According to the RenderFormer setup notes, why were the released models re-trained?

* **DOCUMENT PASSAGE**
---
First set up an environment with PyTorch 2.0+. For CUDA users, you can install Flash Attention from https://github.com/Dao-AILab/flash-attention.

The rest of the dependencies can be installed through:

git clone https://github.com/microsoft/renderformer
cd renderformer
pip install -r requirements.txt
python3 -c "import imageio; imageio.plugins.freeimage.download()"  # Needed for HDR image IO

Pretrained Models

Model Params Link Model ID
RenderFormer-V1-Base 205M Hugging Face microsoft/renderformer-v1-base
RenderFormer-V1.1-Large 483M Hugging Face microsoft/renderformer-v1.1-swin-large
Note on the released models
We found a shader bug in the training data that we used in the submission. We re-trained the models with the corrected shader and released the new models. Thus the model performance and output might be different from the results in the paper.

Usage

Image Rendering

Scene Conversion

We put example scene config JSON files at examples. To render a scene, first convert a scene config JSON file into our HDF5 scene format:

python3 scene_processor/convert_scene.py examples/cbox.json --output_h5_path tmp/cbox/cbox.h5

Rendering a Single Image Using Inference Script

python3 infer.py --h5_file tmp/cbox/cbox.h5 --output_dir output/cbox/

You should now see output/cbox/cbox_view_0.exr and output/cbox/cbox_view_0.png under your output folder. .exr is the HDR Linear output from RenderFormer, and .png is the LDR version of the rendered image. You can enable different tone mappers through --tone_mapper to achieve better visual results.
---
* **GIVEN INFORMATION**
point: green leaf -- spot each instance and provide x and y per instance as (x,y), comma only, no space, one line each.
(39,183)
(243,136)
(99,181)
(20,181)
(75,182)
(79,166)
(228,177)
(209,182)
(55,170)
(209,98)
---
* **OUTPUT**
The training data used in the submission had a shader bug, so the models were re-trained with the corrected shader.